_Given text_.
☆ ☆ ☆ ☆ ☆
This is one of the most impactful spiritual lessons I ever learned. During my senior year of college, I searched the Bible for the phrase “one thing” because I wanted to know what the Bible counted most important. The five Bible verse results that came back have shaped my faith and this blog.

Photo Credit: Ryk Neethling
Photo Credit: Ryk Neethling

One Thing I Ask

Psalm 27:4
One thing have I asked of the Lord, that will I seek after: that I may dwell in the house of the Lord all the days of my life, to gaze upon the beauty of the Lord and to inquire in his temple.

David was called “a man after God’s own heart.” Although David could have wanted many things (victory over his enemies, the crown on his head), we see him relentlessly return his focus to God. David sought God more than any earthly treasure.

One Thing You Lack

Mark 10:21
And Jesus, looking at him, loved him, and said to him, “You lack one thing: go, sell all that you have and give to the poor, and you will have treasure in heaven; and come, follow me.”

The rich young ruler claimed to be righteous, but he is unwilling to give Jesus the one thing He asked for: himself. The rich young ruler was willing to impress Jesus with his track record, but he was unwilling to surrender his status.

One Thing is Necessary

Luke 10:41-42
But the Lord answered her, “Martha, Martha, you are anxious and troubled about many things, but one thing is necessary. Mary has chosen the good portion, which will not be taken away from her.”

One day Martha had an unexpected houseguest—the Son of God. While she toils over a meal for Jesus and twelve other men, Mary sits at Jesus’ feet. Jesus responds to her complaint by saying, “You are anxious and troubled with much serving.” Martha was so focused on doing a good thing that she missed out on the best thing.

One Thing I Know

John 9:25
He answered, “Whether He is a sinner I do not know. One thing I do know, that though I was blind, now I see.”

A man born blind is healed by Jesus. When interrogated by the religious leaders, he doesn’t present a well-prepared speech or get intimidated. He simply tells his story: He was blind, but now he sees. In response, Jesus declares the blind man seeing and the religious leaders blind.

One Thing I Do

Philippians 3:13-14
Brothers, I do not consider that I have made it my own. But one thing I do: forgetting what lies behind and straining forward to what lies ahead, I press on toward the goal for the prize of the upward call of God in Christ Jesus.
☆ ☆ ☆ ☆ ☆
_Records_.
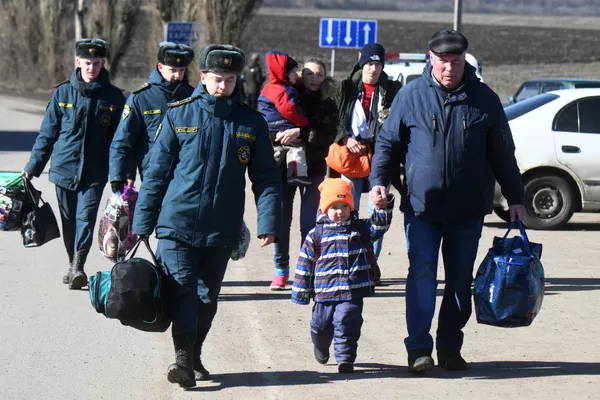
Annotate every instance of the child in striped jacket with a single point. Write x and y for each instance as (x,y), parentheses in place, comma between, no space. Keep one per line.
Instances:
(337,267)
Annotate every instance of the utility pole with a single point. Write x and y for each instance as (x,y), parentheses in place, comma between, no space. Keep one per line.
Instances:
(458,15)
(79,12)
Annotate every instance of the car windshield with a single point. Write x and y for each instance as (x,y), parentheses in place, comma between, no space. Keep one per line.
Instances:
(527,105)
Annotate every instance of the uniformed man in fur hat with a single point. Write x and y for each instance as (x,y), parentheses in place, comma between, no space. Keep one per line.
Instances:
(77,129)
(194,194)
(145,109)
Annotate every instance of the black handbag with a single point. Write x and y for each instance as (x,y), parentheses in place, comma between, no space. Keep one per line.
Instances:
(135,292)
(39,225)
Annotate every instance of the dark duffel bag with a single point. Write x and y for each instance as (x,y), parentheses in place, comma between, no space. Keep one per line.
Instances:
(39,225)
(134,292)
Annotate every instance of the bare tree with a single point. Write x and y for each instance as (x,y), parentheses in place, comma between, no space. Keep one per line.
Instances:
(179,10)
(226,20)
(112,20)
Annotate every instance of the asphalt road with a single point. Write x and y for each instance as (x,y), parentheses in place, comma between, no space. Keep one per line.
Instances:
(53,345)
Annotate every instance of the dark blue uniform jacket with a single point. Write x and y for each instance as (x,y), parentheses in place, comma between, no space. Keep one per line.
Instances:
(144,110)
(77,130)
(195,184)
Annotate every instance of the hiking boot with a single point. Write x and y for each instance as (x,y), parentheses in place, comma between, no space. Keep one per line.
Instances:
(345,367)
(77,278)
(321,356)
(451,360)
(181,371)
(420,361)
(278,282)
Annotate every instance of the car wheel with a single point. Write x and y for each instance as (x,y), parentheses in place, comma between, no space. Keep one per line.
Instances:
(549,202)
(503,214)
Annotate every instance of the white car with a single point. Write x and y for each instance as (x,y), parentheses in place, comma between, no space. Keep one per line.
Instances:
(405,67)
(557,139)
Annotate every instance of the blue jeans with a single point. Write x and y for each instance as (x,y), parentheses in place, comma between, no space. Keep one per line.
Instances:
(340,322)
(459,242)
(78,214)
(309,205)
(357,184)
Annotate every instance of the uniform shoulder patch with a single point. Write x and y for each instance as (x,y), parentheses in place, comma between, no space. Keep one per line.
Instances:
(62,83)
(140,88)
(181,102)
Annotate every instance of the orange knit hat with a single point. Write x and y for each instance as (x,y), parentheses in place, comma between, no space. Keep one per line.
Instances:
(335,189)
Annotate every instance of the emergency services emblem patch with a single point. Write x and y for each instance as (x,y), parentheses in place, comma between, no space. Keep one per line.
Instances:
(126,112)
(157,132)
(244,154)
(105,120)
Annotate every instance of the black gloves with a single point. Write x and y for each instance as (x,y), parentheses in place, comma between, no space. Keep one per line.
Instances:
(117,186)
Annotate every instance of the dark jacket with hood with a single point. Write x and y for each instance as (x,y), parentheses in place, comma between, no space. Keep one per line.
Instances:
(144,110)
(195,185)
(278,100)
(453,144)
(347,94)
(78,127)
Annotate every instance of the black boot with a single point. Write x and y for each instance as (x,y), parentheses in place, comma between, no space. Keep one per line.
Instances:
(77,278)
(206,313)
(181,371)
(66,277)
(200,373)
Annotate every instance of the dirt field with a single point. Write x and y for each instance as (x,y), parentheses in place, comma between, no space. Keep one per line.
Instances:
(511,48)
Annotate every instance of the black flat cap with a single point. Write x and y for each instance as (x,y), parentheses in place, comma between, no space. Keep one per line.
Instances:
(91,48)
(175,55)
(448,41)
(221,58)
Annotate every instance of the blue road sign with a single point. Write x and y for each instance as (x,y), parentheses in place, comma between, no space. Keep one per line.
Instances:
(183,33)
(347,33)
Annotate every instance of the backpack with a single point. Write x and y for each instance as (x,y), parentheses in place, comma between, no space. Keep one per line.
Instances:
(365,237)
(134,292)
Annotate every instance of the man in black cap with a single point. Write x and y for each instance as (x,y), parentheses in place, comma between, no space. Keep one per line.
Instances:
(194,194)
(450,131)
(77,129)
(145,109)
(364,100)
☆ ☆ ☆ ☆ ☆
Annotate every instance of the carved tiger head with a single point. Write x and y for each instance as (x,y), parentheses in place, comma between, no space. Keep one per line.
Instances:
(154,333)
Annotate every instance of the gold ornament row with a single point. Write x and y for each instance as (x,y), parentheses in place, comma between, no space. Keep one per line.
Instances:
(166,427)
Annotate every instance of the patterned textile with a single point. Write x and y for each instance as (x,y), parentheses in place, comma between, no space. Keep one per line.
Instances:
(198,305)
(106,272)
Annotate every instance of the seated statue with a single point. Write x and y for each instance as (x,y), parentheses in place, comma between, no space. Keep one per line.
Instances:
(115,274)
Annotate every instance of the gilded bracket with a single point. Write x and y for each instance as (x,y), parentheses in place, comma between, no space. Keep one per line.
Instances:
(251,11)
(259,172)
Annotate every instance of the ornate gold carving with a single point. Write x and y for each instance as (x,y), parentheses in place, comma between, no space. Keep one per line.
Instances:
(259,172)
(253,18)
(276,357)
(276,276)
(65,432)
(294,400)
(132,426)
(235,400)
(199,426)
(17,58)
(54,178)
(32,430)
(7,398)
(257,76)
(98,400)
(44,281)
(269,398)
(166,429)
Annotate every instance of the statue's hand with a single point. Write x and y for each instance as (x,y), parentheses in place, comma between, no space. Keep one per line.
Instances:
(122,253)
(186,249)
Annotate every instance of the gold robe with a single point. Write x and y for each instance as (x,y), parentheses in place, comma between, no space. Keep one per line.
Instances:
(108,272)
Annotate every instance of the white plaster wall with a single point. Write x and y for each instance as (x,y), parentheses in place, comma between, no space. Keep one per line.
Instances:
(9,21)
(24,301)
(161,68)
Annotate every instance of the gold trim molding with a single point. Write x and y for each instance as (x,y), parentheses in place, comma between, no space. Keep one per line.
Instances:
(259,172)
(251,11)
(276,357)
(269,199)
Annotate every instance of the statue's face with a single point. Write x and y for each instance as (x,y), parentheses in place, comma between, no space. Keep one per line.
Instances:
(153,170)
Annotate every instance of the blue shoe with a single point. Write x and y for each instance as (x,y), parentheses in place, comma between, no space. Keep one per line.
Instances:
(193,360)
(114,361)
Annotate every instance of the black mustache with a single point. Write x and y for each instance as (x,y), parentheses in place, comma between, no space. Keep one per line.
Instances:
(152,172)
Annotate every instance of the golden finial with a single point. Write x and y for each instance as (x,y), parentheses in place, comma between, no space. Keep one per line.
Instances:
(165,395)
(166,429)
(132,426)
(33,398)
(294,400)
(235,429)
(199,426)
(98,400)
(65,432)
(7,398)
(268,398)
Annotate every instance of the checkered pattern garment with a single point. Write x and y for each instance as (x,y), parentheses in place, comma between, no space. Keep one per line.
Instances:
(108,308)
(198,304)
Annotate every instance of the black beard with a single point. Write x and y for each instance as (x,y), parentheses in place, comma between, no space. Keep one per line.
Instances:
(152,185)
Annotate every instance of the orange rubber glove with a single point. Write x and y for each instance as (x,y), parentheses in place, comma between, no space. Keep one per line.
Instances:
☆ ☆ ☆ ☆ ☆
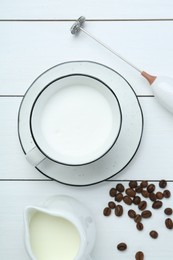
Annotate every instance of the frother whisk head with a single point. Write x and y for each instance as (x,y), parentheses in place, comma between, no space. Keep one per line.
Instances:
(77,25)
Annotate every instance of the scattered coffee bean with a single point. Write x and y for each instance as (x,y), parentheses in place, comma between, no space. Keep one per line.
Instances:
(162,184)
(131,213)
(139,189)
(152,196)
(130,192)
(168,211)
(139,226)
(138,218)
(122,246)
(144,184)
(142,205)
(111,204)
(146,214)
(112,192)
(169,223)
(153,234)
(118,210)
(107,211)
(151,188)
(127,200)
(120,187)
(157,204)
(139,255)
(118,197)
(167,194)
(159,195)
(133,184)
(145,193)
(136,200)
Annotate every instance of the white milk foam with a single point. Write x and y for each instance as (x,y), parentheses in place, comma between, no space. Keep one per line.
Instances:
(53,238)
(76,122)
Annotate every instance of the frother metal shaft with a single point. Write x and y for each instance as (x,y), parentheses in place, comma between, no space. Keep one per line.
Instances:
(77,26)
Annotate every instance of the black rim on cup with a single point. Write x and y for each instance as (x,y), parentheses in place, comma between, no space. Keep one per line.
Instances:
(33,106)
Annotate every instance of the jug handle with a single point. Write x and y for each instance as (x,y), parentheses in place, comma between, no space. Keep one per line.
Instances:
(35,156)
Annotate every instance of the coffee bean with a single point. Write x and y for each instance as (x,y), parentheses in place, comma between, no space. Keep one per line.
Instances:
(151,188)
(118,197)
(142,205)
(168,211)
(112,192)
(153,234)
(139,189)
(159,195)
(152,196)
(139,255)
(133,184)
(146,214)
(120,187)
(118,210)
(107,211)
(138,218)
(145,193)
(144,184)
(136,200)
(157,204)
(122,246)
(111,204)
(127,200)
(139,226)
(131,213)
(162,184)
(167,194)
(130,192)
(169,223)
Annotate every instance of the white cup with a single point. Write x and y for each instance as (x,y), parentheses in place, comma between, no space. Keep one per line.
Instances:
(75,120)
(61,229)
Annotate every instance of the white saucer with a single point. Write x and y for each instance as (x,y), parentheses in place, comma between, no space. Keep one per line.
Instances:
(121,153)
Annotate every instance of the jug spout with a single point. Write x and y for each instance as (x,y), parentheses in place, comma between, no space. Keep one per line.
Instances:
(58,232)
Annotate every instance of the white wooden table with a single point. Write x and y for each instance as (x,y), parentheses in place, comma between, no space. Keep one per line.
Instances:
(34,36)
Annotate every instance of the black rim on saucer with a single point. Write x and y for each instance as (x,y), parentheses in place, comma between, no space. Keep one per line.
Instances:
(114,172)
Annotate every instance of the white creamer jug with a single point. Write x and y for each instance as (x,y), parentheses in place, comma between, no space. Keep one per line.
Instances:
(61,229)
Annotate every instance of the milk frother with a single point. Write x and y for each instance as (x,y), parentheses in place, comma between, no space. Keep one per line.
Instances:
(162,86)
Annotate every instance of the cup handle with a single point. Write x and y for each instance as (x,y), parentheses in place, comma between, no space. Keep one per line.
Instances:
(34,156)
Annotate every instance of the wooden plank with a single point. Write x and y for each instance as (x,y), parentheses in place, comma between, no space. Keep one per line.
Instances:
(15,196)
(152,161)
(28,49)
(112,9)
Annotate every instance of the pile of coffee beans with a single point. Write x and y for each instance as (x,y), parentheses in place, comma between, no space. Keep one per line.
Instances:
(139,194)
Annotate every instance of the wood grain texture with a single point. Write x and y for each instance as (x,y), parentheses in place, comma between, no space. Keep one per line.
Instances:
☆ ☆ ☆ ☆ ☆
_Stated task A_. Rewrite the post on "one thing" Bible verses from "The rich young ruler claimed" to "the best thing.", putting "visitor" in place of "houseguest".
_Stated task B_. Which Bible passage references does the post on "one thing" Bible verses cite? List every one.
_Stated task C_. Write what comes next in the post on "one thing" Bible verses, picking up right after its final sentence.
These entries were taken from a different source.

_Task answer A_.
The rich young ruler claimed to be righteous, but he is unwilling to give Jesus the one thing He asked for: himself. The rich young ruler was willing to impress Jesus with his track record, but he was unwilling to surrender his status.

One Thing is Necessary

Luke 10:41-42
But the Lord answered her, “Martha, Martha, you are anxious and troubled about many things, but one thing is necessary. Mary has chosen the good portion, which will not be taken away from her.”

One day Martha had an unexpected visitor—the Son of God. While she toils over a meal for Jesus and twelve other men, Mary sits at Jesus’ feet. Jesus responds to her complaint by saying, “You are anxious and troubled with much serving.” Martha was so focused on doing a good thing that she missed out on the best thing.

_Task answer B_.
Psalm 27:4
Mark 10:21
Luke 10:41-42
John 9:25
Philippians 3:13-14

_Task answer C_.
The apostle Paul didn’t let the baggage of his past dictate his goal. He was focused. He knew his goal, and he wasn’t going to waver. This Pharisee of Pharisees, who had everything going for him, laid down his life to follow Jesus.

Five Verses, 1 Lesson

These five verses highlight five different people from five different walks of life, yet each point to the same lesson:

  • David: Knowing God is at the heart of prayer.
  • Rich young ruler: Knowing God is at the heart of surrender.
  • Martha: Knowing God is at the heart of service.
  • Blind man: Knowing God is at the heart of witness.
  • Paul: Knowing God is at the heart of ambition.

In summary, the lesson is this: Our lives are to be singularly focused on Jesus. 

Each story is about not being distracted—by aims or money or serving or fear or our past—but being completely centered on Jesus. When we strain to follow Him, our hearts are filled with joy and purpose and love. When we fix our eyes on Him, we receive the one thing our souls truly long for: Himself.


Which of these five characters do you relate to most? In what ways is God leading you to focus singularly on Him? Share a quick comment below.

Join the Conversation


  1. Thanks for this aha! blog post, Camden. Succinct. Enlightening. Today, I am relating to David. In different seasons of life I’ve related to each of the other characters. When being refined by a trial, I related to the rich young ruler. When chasing a career at the world’s pace, I was Martha. When asked by a nonbeliever of my new found faith in Christ, I was like the blind man (by the grace of the Holy Spirit). God’s work in and through us changes given the individual circumstances He orchestrates in our lives. Isn’t that wonderful? I am continually awed by the realization He does this so uniquely for each Christ follower–continually focusing our eyes on Jesus.

    1. Thanks for sharing, Donna! I agree—there are definitely different seasons of life when we’ll feel like more one or the other. What I love most about these five verses is that they’re all different people at different times / places / circumstances in life, yet they all point to the same lesson: Knowing Jesus.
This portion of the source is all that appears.